PERSEVERANCIA


Naturaleza. En sentido amplio, p. significa la continuación de cualquier esfuerzo hasta el fin. En sentido estricto, la p. es la virtud que lleva a la prosecución y mantenimiento en el bien a pesar de la dificultad (Sum. Th. 2-2 q 128 a I ).
      Así entendida la p. tiene el mismo fin que la constancia. Pero según S. Tomás, la p. y la constancia difieren en cuanto a los objetos que ofrecen dificultad para permanecer en el bien; la p. hace que el hombre permanezca firme en el bien, venciendo las dificultades que implica la duración del acto; la constancia hace que permanezca firme en el bien, venciendo la dificultad originada por todos los demás obstáculos externos. De aquí se deduce el parentesco de la p. con la virtud de la fortaleza (v.) de la que es parte integrante, más estrecho que el que ésta tiene con la constancia, porque la dificultad causada por la duración del acto es rnás esencial al acto de virtud que la dificultad originada por los obstáculos externos (Sum. Th. 2-2 g137 4c).
      Se ve clara la importancia que tiene la p. en la vida del hombre, sobre todo en su vida espiritual, porque lo que a él más le cuesta no es tanto la realización de acciones difíciles aisladas, como la continuidad prolongada en los mismos actos. Existen ciertamente hombres que poseen la p. como virtud humana o natural, debido a la formación adquirida, que ha vigorizado su voluntad disciplinándola. Pero la p. en el bien es tarea ardua y -precisamente porque se funda en la continuidad y duración de las acciones ordinarias por largo tiempo- necesita de la gracia de Dios, como sucede en todas las virtudes sobrenaturales. Existe, pues una p. natural y una p. sobrenatural.
      Perseverancia final. Si entendemos la p. como acto continuado hasta la muerte (la llamada p. final), entonces, además de la gracia habitual o santificante, se necesita un auxilio gratuito de Dios que ayuda hasta el fin de la vida. El Conc. de Trento (Denz.Sch. 1566) definió que el cristiano, adornado con la gracia santificante, no puede perseverar en la santidad sin un auxilio especial de Dios. Más aún, según el mismo Concilio (ses. VI, cap. 16) el hombre justificado tiene necesidad de un particular auxilio divino para su p. final, que es un gran don, velado por el misterio de la predestinación. Este don supone el estado de gracia santificante y requiere además un influjo continuo de la gracia durante toda la vida y, especialmente, en la hora de la muerte, sin el cual el hombre no podría salvarse (v. PREOESTINACIÓN Y REPROBACIÓN). La razón de tal ayuda estriba en que la libertad personal es inconstante y la gracia habitual no cambia la naturaleza del hombre. Éste puede determinarse al bien, pero para permanecer establemente en él necesita del auxilio de la gracia sobrenatural (v.).

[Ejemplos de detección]

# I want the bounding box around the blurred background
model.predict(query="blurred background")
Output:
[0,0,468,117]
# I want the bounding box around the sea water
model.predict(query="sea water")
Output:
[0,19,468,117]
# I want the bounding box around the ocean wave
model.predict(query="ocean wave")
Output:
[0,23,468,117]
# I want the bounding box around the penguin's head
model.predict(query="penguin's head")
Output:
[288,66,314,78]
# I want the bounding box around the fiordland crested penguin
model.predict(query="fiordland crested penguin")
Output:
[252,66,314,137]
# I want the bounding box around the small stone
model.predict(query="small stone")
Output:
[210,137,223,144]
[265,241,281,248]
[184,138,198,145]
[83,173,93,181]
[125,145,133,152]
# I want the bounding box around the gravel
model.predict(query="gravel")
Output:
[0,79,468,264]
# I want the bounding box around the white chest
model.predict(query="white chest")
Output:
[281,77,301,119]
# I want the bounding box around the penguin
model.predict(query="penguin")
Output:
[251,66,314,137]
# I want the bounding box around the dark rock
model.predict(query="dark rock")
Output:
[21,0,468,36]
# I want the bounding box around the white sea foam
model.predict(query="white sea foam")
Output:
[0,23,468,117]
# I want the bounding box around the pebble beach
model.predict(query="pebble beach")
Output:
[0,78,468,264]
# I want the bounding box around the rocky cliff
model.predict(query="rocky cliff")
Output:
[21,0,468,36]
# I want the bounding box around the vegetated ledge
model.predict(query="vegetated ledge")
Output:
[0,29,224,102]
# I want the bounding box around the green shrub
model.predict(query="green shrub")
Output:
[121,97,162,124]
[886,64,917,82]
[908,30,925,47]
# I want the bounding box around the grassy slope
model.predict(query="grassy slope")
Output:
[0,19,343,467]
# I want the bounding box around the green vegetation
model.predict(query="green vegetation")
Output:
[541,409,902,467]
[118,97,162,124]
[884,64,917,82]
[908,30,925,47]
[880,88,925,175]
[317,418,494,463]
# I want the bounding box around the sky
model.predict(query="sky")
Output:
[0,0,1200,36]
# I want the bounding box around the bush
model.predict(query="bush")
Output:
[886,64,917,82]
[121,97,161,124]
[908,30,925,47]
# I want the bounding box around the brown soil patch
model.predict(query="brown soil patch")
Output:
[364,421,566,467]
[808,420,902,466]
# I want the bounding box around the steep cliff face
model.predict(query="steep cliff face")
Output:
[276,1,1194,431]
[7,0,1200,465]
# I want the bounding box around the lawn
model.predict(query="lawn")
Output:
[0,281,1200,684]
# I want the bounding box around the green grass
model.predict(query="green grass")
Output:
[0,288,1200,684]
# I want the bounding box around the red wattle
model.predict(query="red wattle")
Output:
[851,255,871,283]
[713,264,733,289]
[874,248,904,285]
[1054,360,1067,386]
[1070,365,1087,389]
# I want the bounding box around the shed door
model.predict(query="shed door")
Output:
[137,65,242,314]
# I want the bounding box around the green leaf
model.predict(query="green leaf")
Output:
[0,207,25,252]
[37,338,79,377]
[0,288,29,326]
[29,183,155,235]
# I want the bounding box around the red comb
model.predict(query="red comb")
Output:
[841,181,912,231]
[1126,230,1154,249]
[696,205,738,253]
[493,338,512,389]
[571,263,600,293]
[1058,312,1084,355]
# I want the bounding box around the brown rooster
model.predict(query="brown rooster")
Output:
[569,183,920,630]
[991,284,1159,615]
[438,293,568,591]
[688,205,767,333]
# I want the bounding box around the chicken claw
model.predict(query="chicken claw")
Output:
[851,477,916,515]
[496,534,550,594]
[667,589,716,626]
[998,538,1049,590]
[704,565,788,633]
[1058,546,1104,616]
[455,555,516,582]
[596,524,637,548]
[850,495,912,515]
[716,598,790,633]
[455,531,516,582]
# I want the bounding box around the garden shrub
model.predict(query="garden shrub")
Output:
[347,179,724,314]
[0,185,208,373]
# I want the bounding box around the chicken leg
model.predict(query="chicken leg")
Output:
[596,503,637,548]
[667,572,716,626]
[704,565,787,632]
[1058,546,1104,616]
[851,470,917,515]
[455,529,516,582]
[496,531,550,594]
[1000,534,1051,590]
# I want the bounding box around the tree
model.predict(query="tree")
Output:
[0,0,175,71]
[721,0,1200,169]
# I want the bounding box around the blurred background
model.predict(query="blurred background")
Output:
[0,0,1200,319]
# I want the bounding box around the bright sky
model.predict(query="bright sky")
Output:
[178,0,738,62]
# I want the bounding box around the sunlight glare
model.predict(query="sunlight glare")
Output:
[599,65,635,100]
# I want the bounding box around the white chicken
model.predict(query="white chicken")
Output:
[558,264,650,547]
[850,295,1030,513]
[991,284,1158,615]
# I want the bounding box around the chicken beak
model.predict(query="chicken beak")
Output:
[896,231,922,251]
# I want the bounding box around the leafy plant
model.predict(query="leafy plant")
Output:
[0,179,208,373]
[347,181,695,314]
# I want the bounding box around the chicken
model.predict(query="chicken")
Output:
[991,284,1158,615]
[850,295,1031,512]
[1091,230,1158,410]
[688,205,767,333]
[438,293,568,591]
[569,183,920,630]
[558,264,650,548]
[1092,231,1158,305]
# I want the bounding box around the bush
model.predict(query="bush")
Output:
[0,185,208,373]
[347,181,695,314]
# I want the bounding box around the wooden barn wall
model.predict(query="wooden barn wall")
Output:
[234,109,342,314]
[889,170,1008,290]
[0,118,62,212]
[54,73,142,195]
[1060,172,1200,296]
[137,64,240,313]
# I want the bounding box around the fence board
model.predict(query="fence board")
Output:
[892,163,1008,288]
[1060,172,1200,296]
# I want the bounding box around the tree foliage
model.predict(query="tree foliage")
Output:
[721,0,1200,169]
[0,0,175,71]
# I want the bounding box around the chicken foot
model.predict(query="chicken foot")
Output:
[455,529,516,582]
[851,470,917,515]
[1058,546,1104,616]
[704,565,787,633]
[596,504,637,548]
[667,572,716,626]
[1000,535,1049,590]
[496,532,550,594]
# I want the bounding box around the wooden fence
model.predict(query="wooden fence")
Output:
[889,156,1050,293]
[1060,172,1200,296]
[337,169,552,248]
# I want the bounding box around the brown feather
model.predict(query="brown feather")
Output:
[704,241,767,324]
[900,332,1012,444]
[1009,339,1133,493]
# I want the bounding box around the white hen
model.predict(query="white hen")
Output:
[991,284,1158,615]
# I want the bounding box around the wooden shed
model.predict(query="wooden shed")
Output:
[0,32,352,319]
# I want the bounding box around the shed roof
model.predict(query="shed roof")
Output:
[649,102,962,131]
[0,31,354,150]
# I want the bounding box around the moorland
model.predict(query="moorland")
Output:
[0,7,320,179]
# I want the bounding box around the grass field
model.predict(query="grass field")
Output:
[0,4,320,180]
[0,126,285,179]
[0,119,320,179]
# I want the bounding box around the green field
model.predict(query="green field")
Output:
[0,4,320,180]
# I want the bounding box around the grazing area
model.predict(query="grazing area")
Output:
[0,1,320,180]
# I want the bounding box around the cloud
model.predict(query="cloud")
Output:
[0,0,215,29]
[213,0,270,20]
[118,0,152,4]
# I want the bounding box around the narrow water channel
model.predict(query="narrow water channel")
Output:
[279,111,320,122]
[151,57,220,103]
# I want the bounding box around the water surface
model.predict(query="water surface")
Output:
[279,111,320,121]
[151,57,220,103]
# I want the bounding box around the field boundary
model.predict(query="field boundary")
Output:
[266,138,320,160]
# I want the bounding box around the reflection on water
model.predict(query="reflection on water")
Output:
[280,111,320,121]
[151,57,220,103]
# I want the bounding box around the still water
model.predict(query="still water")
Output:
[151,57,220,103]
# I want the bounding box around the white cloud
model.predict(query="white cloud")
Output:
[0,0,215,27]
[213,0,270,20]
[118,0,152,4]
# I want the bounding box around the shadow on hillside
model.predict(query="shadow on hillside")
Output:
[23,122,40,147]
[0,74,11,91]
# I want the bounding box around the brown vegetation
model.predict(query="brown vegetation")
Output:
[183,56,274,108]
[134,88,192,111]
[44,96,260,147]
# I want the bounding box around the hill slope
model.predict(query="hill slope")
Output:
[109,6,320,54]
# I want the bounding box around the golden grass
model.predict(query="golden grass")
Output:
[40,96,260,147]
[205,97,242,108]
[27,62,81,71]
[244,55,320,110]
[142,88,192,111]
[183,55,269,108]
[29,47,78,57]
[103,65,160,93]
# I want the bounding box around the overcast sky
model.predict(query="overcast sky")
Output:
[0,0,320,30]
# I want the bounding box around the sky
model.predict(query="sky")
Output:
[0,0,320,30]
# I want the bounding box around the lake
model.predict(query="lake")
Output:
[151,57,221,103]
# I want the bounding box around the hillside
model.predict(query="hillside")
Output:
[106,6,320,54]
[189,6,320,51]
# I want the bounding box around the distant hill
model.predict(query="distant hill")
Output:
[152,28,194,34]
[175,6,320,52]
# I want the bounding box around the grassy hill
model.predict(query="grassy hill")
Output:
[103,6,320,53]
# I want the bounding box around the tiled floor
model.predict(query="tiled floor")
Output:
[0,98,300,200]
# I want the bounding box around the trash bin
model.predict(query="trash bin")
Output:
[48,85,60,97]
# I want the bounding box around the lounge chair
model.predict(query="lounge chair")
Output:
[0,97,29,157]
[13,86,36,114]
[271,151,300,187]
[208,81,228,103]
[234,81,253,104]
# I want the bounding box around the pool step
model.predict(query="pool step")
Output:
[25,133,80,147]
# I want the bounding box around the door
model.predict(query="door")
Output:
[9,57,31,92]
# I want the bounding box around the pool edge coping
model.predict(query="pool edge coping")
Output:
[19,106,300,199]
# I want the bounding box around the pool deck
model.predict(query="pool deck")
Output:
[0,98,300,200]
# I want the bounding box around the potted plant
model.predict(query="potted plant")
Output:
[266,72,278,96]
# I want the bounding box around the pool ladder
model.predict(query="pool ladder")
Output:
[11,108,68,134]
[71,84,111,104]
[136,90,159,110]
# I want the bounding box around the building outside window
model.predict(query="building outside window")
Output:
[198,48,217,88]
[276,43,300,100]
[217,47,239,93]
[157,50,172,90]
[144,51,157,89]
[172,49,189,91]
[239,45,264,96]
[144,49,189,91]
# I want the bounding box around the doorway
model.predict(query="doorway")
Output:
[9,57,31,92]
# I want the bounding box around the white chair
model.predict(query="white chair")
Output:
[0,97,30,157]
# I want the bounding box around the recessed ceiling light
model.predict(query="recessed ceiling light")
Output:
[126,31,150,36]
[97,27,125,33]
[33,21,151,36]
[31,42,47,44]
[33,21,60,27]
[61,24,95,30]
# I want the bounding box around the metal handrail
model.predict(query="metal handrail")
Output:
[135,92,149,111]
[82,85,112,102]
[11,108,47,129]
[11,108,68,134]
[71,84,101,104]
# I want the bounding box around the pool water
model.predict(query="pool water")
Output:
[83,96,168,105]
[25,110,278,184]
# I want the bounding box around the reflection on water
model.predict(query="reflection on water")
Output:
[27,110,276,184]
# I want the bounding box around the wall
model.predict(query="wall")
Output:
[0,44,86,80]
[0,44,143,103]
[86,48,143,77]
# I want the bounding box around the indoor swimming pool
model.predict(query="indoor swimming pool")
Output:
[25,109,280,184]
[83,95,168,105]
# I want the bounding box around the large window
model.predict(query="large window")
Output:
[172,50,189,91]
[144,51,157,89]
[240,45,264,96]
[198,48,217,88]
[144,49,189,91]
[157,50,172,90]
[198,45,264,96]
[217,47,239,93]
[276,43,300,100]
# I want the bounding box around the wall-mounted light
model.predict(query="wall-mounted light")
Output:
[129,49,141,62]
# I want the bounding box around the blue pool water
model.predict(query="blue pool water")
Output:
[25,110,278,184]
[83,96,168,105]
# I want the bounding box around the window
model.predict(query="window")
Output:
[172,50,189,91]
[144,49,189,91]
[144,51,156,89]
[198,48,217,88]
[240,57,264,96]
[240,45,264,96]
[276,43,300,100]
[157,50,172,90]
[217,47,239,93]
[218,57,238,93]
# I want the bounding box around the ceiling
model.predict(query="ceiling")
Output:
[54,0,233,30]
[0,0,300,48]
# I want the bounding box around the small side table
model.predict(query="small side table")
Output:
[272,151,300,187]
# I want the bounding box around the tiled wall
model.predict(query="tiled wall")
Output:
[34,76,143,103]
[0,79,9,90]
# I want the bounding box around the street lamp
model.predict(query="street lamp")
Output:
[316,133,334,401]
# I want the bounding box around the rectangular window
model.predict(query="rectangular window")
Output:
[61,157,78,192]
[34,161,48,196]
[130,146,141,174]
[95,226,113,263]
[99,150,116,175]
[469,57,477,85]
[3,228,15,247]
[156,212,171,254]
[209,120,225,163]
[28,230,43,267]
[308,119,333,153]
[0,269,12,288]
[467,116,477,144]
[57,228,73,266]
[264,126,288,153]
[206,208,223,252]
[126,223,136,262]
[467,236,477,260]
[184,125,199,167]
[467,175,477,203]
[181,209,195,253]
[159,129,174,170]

• Tareas
1. Extrae tal cual del texto sobre la perseverancia el pasaje que empieza en las palabras "Se ve clara" y termina después de "una p. sobrenatural.".
2. Convierte en una lista JSON de cadenas, una por línea y sin líneas en blanco, las líneas de los registros que van desde la que contiene "# I want the bounding box around the ocean" hasta la que contiene "[252,66,314,137]", ambas incluidas.
Los registros no guardan ninguna relación con el texto sobre la perseverancia.

• Respuestas dadas
1.
Se ve clara la importancia que tiene la p. en la vida del hombre, sobre todo en su vida espiritual, porque lo que a él más le cuesta no es tanto la realización de acciones difíciles aisladas, como la continuidad prolongada en los mismos actos. Existen ciertamente hombres que poseen la p. como virtud humana o natural, debido a la formación adquirida, que ha vigorizado su voluntad disciplinándola. Pero la p. en el bien es tarea ardua y -precisamente porque se funda en la continuidad y duración de las acciones ordinarias por largo tiempo- necesita de la gracia de Dios, como sucede en todas las virtudes sobrenaturales. Existe, pues una p. natural y una p. sobrenatural.

2.
[
  "# I want the bounding box around the ocean wave",
  "model.predict(query=\"ocean wave\")",
  "Output:",
  "[0,23,468,117]",
  "# I want the bounding box around the penguin's head",
  "model.predict(query=\"penguin's head\")",
  "Output:",
  "[288,66,314,78]",
  "# I want the bounding box around the fiordland crested penguin",
  "model.predict(query=\"fiordland crested penguin\")",
  "Output:",
  "[252,66,314,137]"
]